* PROBLEM DETAILS *
Write out all the entries below without any change.

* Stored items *
*****
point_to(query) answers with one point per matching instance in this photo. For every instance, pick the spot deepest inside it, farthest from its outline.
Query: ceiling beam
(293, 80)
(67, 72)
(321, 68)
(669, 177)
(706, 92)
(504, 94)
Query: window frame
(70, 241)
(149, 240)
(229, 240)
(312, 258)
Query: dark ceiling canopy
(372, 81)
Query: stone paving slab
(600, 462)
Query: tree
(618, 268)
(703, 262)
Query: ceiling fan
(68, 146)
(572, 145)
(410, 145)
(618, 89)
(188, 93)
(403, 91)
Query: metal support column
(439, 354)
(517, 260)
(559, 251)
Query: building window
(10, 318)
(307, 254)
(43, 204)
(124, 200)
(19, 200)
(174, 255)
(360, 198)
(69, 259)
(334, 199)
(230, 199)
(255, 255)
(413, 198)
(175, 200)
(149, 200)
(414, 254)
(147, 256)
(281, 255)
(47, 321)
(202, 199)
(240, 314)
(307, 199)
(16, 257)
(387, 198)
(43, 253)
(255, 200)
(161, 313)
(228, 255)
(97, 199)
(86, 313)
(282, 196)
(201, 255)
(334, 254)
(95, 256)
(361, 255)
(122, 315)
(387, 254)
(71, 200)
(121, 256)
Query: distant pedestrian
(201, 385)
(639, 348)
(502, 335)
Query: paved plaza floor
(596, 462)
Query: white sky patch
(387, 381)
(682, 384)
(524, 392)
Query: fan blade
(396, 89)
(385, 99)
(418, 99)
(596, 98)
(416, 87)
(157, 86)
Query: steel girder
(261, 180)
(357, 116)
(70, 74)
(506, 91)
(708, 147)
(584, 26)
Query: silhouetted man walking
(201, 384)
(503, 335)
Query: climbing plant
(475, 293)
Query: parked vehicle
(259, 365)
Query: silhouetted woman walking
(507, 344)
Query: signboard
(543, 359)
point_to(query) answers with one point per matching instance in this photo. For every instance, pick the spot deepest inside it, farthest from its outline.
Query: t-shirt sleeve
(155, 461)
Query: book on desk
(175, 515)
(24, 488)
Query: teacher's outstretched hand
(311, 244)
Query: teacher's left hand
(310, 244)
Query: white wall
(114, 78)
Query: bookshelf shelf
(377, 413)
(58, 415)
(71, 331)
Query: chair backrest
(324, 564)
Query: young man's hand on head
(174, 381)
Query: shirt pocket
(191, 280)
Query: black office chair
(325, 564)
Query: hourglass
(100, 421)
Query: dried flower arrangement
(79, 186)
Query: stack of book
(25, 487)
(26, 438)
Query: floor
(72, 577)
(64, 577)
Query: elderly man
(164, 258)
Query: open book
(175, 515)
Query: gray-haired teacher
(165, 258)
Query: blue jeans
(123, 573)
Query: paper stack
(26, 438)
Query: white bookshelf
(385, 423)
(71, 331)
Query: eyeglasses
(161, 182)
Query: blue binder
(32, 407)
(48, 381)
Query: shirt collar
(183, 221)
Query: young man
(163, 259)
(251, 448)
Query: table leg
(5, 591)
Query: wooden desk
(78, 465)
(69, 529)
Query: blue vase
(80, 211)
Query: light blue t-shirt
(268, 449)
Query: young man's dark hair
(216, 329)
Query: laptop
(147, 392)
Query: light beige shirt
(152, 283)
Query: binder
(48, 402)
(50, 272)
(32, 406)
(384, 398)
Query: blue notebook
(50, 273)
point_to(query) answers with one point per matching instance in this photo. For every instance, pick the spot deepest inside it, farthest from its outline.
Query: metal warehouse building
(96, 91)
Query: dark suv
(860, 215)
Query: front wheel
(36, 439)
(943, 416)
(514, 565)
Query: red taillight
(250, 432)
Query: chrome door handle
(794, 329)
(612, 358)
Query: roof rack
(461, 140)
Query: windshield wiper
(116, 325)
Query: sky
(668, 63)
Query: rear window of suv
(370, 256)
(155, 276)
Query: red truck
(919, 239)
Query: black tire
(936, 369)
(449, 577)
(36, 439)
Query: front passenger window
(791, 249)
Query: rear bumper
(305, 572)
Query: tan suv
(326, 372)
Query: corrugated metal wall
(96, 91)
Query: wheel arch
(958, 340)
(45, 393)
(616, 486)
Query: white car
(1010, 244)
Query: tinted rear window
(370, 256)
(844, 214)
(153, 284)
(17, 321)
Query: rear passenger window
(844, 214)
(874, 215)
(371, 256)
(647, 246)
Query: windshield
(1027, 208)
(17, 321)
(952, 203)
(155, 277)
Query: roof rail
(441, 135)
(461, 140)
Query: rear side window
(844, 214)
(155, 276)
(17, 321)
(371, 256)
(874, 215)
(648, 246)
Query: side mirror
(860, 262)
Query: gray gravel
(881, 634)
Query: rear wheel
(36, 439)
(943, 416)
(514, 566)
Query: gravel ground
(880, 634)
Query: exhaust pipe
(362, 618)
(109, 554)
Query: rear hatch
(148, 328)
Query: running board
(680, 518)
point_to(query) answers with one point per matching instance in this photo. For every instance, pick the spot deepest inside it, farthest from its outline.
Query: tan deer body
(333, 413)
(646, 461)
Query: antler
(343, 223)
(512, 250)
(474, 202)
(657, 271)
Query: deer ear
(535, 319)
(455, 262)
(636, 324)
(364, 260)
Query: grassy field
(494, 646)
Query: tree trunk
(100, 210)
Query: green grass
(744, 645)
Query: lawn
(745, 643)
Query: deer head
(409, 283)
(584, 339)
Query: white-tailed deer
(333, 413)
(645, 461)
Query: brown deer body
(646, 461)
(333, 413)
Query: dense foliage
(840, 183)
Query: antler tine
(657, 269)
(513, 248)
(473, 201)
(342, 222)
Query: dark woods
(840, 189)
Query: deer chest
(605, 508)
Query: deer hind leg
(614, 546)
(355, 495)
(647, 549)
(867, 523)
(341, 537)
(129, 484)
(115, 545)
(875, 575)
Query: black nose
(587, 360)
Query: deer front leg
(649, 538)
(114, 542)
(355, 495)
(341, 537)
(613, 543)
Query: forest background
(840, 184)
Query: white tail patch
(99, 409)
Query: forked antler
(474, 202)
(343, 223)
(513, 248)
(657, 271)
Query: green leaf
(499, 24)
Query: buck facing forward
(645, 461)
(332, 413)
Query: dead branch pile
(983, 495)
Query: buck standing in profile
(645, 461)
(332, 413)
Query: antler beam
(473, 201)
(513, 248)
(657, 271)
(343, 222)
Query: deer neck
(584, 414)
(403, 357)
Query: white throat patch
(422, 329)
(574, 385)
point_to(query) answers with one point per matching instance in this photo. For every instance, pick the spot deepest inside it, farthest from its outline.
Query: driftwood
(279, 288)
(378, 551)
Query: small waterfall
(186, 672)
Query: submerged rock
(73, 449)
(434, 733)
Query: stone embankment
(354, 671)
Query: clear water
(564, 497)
*****
* EXERCISE RESULT *
point_to(query) answers with one point per matching instance in this photo. For every instance, pick the spot deepest inside it, farthest from its outline.
Query: ceiling beam
(293, 80)
(67, 72)
(321, 68)
(669, 177)
(706, 92)
(504, 94)
Query: window frame
(70, 241)
(149, 240)
(229, 240)
(312, 258)
Query: dark ceiling canopy
(372, 81)
Query: stone paving slab
(600, 462)
Query: tree
(618, 268)
(703, 262)
Query: ceiling fan
(68, 146)
(572, 145)
(410, 145)
(618, 89)
(188, 93)
(403, 91)
Query: metal support column
(439, 354)
(517, 260)
(559, 251)
Query: building window
(10, 318)
(307, 254)
(43, 204)
(124, 200)
(19, 200)
(174, 255)
(360, 198)
(69, 259)
(334, 199)
(230, 199)
(255, 255)
(413, 198)
(175, 200)
(149, 200)
(414, 254)
(147, 256)
(281, 255)
(47, 321)
(202, 199)
(240, 314)
(307, 199)
(16, 257)
(387, 198)
(43, 253)
(255, 200)
(161, 313)
(228, 255)
(97, 199)
(86, 313)
(282, 196)
(201, 255)
(334, 254)
(95, 256)
(361, 255)
(122, 315)
(387, 254)
(71, 200)
(121, 256)
Query: distant pedestrian
(201, 385)
(639, 348)
(502, 335)
Query: paved plaza floor
(596, 462)
Query: white sky patch
(387, 381)
(682, 384)
(524, 392)
Query: fan blade
(396, 89)
(385, 99)
(418, 99)
(596, 98)
(416, 87)
(157, 86)
Query: steel girder
(261, 180)
(357, 116)
(70, 74)
(506, 91)
(708, 147)
(584, 26)
Query: silhouetted man walking
(201, 384)
(503, 335)
Query: climbing plant
(475, 293)
Query: parked vehicle
(259, 365)
Query: silhouetted woman walking
(507, 344)
Query: signboard
(543, 359)
point_to(query) answers with one point per matching instance in this photo. For every instance, pick the spot deepest inside it, farthest from its outline.
Query: t-shirt sleeve
(155, 461)
Query: book on desk
(175, 515)
(24, 488)
Query: teacher's outstretched hand
(311, 244)
Query: teacher's left hand
(310, 244)
Query: white wall
(114, 78)
Query: bookshelf shelf
(377, 413)
(58, 415)
(71, 331)
Query: chair backrest
(324, 564)
Query: young man's hand on head
(174, 381)
Query: shirt pocket
(191, 280)
Query: black office chair
(325, 564)
Query: hourglass
(100, 421)
Query: dried flower arrangement
(79, 186)
Query: stack of book
(25, 487)
(26, 438)
Query: floor
(72, 577)
(64, 577)
Query: elderly man
(164, 258)
Query: open book
(175, 515)
Query: gray-haired teacher
(165, 258)
Query: blue jeans
(123, 573)
Query: paper stack
(26, 438)
Query: white bookshelf
(385, 423)
(71, 331)
Query: eyeglasses
(161, 182)
Query: blue binder
(32, 407)
(48, 381)
Query: shirt collar
(183, 221)
Query: young man
(163, 259)
(251, 448)
Query: table leg
(5, 591)
Query: wooden desk
(78, 465)
(69, 529)
Query: blue vase
(80, 211)
Query: light blue t-shirt
(268, 449)
Query: young man's dark hair
(216, 329)
Query: laptop
(147, 392)
Query: light beige shirt
(152, 283)
Query: binder
(48, 402)
(50, 272)
(32, 406)
(384, 398)
Query: blue notebook
(50, 273)
point_to(query) answers with one point per matching instance in this photo. For every instance, pick the spot deepest inside it, farthest from its outline.
Query: metal warehouse building
(96, 91)
Query: dark suv
(860, 215)
Query: front wheel
(36, 439)
(943, 416)
(514, 565)
Query: red taillight
(250, 432)
Query: chrome door handle
(794, 329)
(612, 358)
Query: roof rack
(461, 140)
Query: windshield wiper
(116, 325)
Query: sky
(668, 63)
Query: rear window of suv
(370, 256)
(155, 276)
Query: red truck
(919, 239)
Query: black tire
(936, 369)
(449, 577)
(36, 439)
Query: front passenger window
(791, 249)
Query: rear bumper
(305, 572)
Query: tan suv
(326, 372)
Query: corrugated metal wall
(96, 91)
Query: wheel arch
(958, 340)
(45, 393)
(616, 486)
Query: white car
(1010, 244)
Query: tinted rear window
(370, 256)
(844, 214)
(153, 284)
(17, 321)
Query: rear passenger window
(844, 214)
(874, 215)
(371, 256)
(647, 246)
Query: windshield
(1027, 208)
(17, 321)
(952, 203)
(155, 277)
Query: roof rail
(441, 135)
(461, 140)
Query: rear side window
(844, 214)
(155, 276)
(17, 321)
(371, 256)
(874, 215)
(648, 246)
Query: side mirror
(860, 262)
Query: gray gravel
(881, 634)
Query: rear wheel
(36, 439)
(943, 416)
(514, 566)
Query: gravel ground
(880, 634)
Query: exhaust pipe
(362, 618)
(109, 554)
Query: rear hatch
(148, 328)
Query: running board
(680, 518)
point_to(query) answers with one point per matching instance in this photo. For every instance, pick the spot deepest inside it, farthest from its outline.
Query: tan deer body
(333, 413)
(646, 461)
Query: antler
(343, 223)
(512, 250)
(474, 202)
(657, 271)
Query: deer ear
(535, 319)
(455, 262)
(636, 324)
(364, 260)
Query: grassy field
(494, 646)
Query: tree trunk
(100, 210)
Query: green grass
(744, 645)
Query: lawn
(745, 643)
Query: deer head
(409, 283)
(584, 339)
Query: white-tailed deer
(333, 413)
(645, 461)
Query: brown deer body
(646, 461)
(333, 413)
Query: dense foliage
(840, 183)
Query: antler tine
(657, 269)
(513, 248)
(473, 201)
(342, 222)
Query: dark woods
(840, 189)
Query: deer chest
(605, 508)
Query: deer hind leg
(614, 546)
(355, 495)
(647, 549)
(867, 523)
(341, 537)
(129, 484)
(115, 545)
(875, 575)
Query: black nose
(587, 360)
Query: deer front leg
(649, 538)
(114, 542)
(355, 495)
(341, 537)
(613, 543)
Query: forest background
(840, 184)
Query: white tail patch
(99, 409)
Query: forked antler
(474, 202)
(343, 223)
(513, 248)
(657, 271)
Query: green leaf
(499, 24)
Query: buck facing forward
(645, 461)
(332, 413)
Query: dead branch pile
(983, 495)
Query: buck standing in profile
(645, 461)
(332, 413)
Query: antler beam
(473, 201)
(513, 248)
(657, 271)
(343, 222)
Query: deer neck
(584, 414)
(403, 357)
Query: white throat patch
(422, 329)
(574, 385)
point_to(query) answers with one point per matching instance in this photo. For every instance, pick the spot deepest inside it, farthest from its outline.
Query: driftwood
(279, 288)
(378, 551)
Query: small waterfall
(186, 672)
Query: submerged rock
(73, 449)
(434, 733)
Query: stone embankment
(354, 671)
Query: clear water
(564, 497)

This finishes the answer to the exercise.